The problem: Print the following lines verbatim, leaving every character unchanged.

(Entries for pointing and labeling)
---

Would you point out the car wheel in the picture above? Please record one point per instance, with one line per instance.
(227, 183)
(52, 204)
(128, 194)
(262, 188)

---

Output of the exercise:
Would you point out the car wheel in the picture above? Please record one point per instance, with one line per instance.
(227, 183)
(52, 204)
(128, 194)
(262, 188)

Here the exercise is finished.